▶ [Document]
In consequence of the loss of this memorable battle, one of the most obstinate and bloody of which there is any example in modern times, the king of Prussia was obliged immediately to raise the siege of Prague, and afterward to evacuate Bohemia.

General Lloyd's reflections on the siege of Prague, and the battle of Kolin, are too interesting to be here omitted. The siege of Prague, with about fifty thousand men in it, he observes, was an imprudent and dangerous measure, more especially as the king of Prussia was then in circumstances that required some decisive stroke, and that as soon as possible; that Prague covered no essential pass into that country, and contained no considerable magazine, neither was it necessary for the king to form one there, because the country itself furnished abundantly all kind of subsistence; that if, instead of besieging this town, his Prussian majesty had sent twenty thousand men, the morning after his victory, in pursuit of the Austrian right wing, which had fled to Beneschau, and marched with the main body of his army to Bohmisch Brodt, against mareschal Daun, it is more than probable he might have destroyed both; that they certainly could not have retired without losing their artillery and baggage, and must have fallen back with the utmost expedition on the Danube; that prince Charles of Lorraine must likewise have marched to the Danube, in order to join the remainder of the Austrian army, as he could not, in his then situation, have undertaken any thing of himself; that this would have given the king of Prussia all the time necessary to reduce Olmutz, and even Prague itself, which must have been left to a common garrison; but that, allured by the uncertain and vain, though flattering, hope of making fifty thousand men prisoners, he lost sight of Daun and the Austrian right wing, and with it an opportunity of giving some decisive blow; that, when informed of the enemy's approach, he had still time to repair the fault he had committed,—“ he might and ought to have raised the siege of Prague, and have marched with his whole forces against mareschal Daun;" and if he had succeeded, it is highly probable that he might also have routed prince Charles, before he could have reached the Danube.(2)

In regard to the battle of Kolin itself, this ingenious author very judiciously remarks, that as his Prussian majesty was in proportion much stronger in

(1) For the particulars of the battle of Kolin, and most of the other great actions between the Austrians and Prussians, the author is indebted to the late major-general Lloyd, whose excellent, but unfinished, Campaigns, must make his death sincerely lamented by all military men. Where this prime authority fails, recourse has been had to the accounts of the different actions published by the courts of Berlin and Vienna, as well as to those transmitted to the court of Versailles by French officers in the Austrian service, which seem in general more accurate and impartial, and form a kind of standard for judging of the two former. (2) Lloyd, vol. i.

cavalry than infantry, he ought to have chosen the most convenient ground on the enemy's front for that species of troops; and that, as he had given them an opportunity, by making his dispositions in open day, to reinforce their right and its flank, whither they had brought two-thirds of their army, he ought to have refused both his wings, and have made an effort with his cavalry, sustained by his infantry and artillery, on the enemy's centre, where they had only cavalry, and therefore most probably would have been forced to give way: whereas, by persisting to attack their right, he could bring only his infantry into action, the ground being very improper for cavalry, as well on account of the ravines and woods, as of the villages before the enemy's front; that, having resolved to attack the Austrian right wing, the king of Prussia should have brought thither all his infantry, leaving only a line of horse on his right, which would have been sufficient, as the enemy's left could never quit its advantageous position, and descend into the plain; that this would have enabled him to sustain properly his van-guard, which was left exposed, to have taken the enemy in flank, and to have gained the battle.(1) In a word, it appears from these reflections, that the king of Prussia erred, in forming an attack where he could not conveniently combine the different species of arms; whereas the enemy had both infantry and cavalry, with a great artillery, to sustain the points attacked; in letting his van-guard advance so far, that it could not be supported by the line, and in attacking with too little infantry, considering the nature of the ground. Hence the loss of the battle.

▶ [Records in a dataset]
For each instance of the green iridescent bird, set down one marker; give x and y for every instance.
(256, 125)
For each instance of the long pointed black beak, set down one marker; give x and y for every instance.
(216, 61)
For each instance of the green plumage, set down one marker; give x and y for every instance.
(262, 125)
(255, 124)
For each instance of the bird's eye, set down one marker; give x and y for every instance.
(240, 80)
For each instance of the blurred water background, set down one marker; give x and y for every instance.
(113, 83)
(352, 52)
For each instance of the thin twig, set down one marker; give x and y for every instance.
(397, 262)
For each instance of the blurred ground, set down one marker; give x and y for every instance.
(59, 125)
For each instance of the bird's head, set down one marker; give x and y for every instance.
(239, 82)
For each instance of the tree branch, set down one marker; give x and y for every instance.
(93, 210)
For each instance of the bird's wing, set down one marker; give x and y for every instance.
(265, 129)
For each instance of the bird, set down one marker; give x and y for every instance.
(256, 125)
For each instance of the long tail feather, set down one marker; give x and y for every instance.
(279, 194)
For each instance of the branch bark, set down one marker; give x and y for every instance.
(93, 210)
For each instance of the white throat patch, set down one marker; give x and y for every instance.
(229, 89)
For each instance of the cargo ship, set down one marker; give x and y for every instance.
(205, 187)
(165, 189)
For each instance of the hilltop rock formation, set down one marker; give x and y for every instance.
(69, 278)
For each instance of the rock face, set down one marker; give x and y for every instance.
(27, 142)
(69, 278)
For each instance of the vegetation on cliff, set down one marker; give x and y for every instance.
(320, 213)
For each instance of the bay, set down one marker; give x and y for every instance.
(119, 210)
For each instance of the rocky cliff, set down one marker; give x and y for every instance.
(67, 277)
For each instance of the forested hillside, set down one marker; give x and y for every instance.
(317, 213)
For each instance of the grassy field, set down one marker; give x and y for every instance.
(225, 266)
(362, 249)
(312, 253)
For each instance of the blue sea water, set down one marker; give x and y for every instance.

▶ [Directives]
1: In the account of the battle of Kolin, to where had the Austrian right wing fled after the Prussian victory?
2: Carry on the account of the battle of Kolin from the point at which it ends.
These lines have no connection to the account of the battle of Kolin.

▶ [Task responses]
1: Beneschau

2:
Nor were the arms of his Prussian majesty, or those of his allies more fortunate in other quarters. No sooner did the Russians, who had hovered long on the frontiers, enter the kingdom of Prussia, than general Lewhald was ordered to oppose their progress. He accordingly assembled an army of thirty thousand men, in the month of June, and took post at Insterburgh, in order to observe the motions of the enemy. Meanwhile, general Fermor, with one division of the Russian army, assisted by a fleet from Revel, carrying nine thousand land-forces, invested Memel; and, after a short siege, made himself master of that important place, which was of infinite consequence to the Russians, as they could make it a military station, and a magazine of provisions and stores, that might be constantly supplied by means of their navy.

This enterprise being successfully executed, the whole Russian army, consisting of sixty-two thousand foot, and nineteen thousand horse, with near twenty thousand Tartars, Calmucks, and Cossacks, united under mareschal Apraxin on the river Russ, and advanced towards the Pregel. General Lewhaid, on the approach of the enemy, quitted his camp at Insterburgh, and retired to Wehlaw, where he continued until he received positive orders to hazard a battle. Having reconnoitred the position of the Russians, who had passed the Pregel, and were encamped at Gross Jagersdorff, near Norkitten, he accordingly attacked them unexpectedly at five o'clock in the morning, with great fury. Though thus in a manner surprised, they received the shock with a firmness that astonished him; and after a warm and general action of three hours, during which victory remained doubtful, and every possible exertion had been made, he was forced to retreat, with the loss of two thousand men. (2)

Unacquainted with the valour and discipline of the Russian infantry, since found to be the best in Europe, Lewhald deprived himself of the power of making a vigorous or successful effort in any one point, by extending his little army in a line opposed to that of the enemy, which he in vain endeavoured to break, as they had every where, through this mistaken disposition, a much greater number of men in action, than he could possibly present. (3) In vain did he attempt to cut their army in two, and take them in flank, by penetrating through certain openings. They received the Prus

(1) Lloyd, vol. i.

(2) Prussian account of the battle. The Russian account is imperfect and contradictory
(3) Lloyd, vol. i. p. 145.

sians on the point of the bayonet, and forced them to give way. He drew off his army, however, in good order, and re-occupied his former camp at Wehlaw.

While the Russians, now victorious, were ravaging the king of Prussia's dominions on one side of Germany, the French were stripping him of his possessions on the other, and laying the electorate of Hanover under con tribution. After the duke of Cumberland passed the Weser, he continued to retreat before mareschal d'Etrees, until he reached the village of Hasten beck. Having chosen an advantageous post, he there attempted to make a stand, on the 25th of July, but being worsted, after a vigorous resistance, he was obliged to quit his station. Instead, however, of marching immediately after the action, as prudence seemed to dictate, towards Wolfenbuttle, Hal berstadt, and Magdeburg, where he might have formed a junction with the Prussian forces, his royal highness reured to Hoya, under pretence of covering Bremen and Verden; though, in reality, in order to keep up a communication with Stade, whither had been removed the archives and most valuable effects of Hanover.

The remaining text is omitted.